**PROBLEM DESCRIPTION**
Turn the stretch of records from the line containing "Would you kindly indicate the parked" through the line containing "column 324, row 337" into a numbered list, leaving out any blank lines.

**DATASET EXTRACT**
########################################

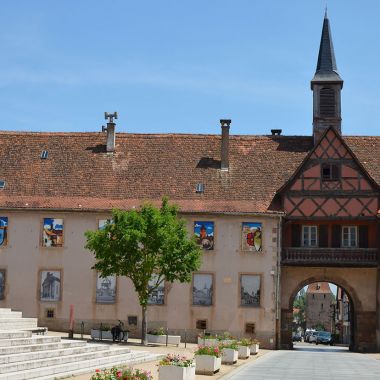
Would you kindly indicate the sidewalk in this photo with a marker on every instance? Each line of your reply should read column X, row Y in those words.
column 135, row 345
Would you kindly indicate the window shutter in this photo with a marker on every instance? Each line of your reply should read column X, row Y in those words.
column 296, row 235
column 323, row 235
column 363, row 236
column 336, row 237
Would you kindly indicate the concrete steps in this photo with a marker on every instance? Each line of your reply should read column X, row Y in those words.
column 27, row 356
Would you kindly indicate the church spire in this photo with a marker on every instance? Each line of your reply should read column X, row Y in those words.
column 326, row 66
column 326, row 86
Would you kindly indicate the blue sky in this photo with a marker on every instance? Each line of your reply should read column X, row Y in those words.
column 180, row 66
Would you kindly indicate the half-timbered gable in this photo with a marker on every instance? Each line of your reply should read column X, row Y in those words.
column 331, row 183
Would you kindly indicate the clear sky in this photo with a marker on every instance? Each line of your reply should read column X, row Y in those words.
column 180, row 66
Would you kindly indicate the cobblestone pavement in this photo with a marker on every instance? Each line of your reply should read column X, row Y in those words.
column 310, row 362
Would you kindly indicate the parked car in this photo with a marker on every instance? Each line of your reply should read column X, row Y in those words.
column 297, row 337
column 313, row 337
column 324, row 337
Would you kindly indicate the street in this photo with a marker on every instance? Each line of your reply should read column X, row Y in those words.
column 310, row 362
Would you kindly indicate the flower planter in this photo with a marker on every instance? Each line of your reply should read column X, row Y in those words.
column 173, row 372
column 105, row 335
column 229, row 356
column 208, row 342
column 244, row 352
column 254, row 349
column 161, row 339
column 207, row 364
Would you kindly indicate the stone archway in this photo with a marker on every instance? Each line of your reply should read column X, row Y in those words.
column 360, row 284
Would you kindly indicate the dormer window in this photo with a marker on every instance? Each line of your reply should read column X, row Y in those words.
column 330, row 172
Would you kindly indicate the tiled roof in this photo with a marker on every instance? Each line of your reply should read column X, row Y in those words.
column 78, row 174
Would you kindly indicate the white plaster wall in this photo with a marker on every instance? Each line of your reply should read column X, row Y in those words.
column 24, row 258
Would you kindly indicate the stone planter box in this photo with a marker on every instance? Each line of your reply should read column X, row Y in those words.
column 207, row 364
column 106, row 335
column 172, row 372
column 244, row 352
column 208, row 342
column 161, row 339
column 254, row 349
column 229, row 356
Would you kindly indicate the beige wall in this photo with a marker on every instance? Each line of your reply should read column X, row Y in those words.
column 24, row 258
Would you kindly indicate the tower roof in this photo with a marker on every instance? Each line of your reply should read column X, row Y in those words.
column 326, row 67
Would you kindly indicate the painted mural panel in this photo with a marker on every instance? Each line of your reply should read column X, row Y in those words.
column 157, row 297
column 50, row 286
column 250, row 290
column 252, row 233
column 204, row 232
column 52, row 232
column 2, row 284
column 105, row 289
column 103, row 222
column 3, row 230
column 202, row 289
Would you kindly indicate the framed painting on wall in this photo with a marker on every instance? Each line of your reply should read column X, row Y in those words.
column 105, row 289
column 202, row 289
column 3, row 230
column 52, row 235
column 50, row 285
column 252, row 240
column 157, row 297
column 250, row 289
column 204, row 232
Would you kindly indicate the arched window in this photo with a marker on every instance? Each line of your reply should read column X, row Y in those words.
column 327, row 102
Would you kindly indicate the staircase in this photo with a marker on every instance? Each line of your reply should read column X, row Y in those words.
column 24, row 355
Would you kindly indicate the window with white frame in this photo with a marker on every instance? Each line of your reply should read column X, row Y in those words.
column 349, row 236
column 309, row 236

########################################

**RESULT OF THIS EXERCISE**
1. Would you kindly indicate the parked car in this photo with a marker on every instance? Each line of your reply should read column X, row Y in those words.
2. column 297, row 337
3. column 313, row 337
4. column 324, row 337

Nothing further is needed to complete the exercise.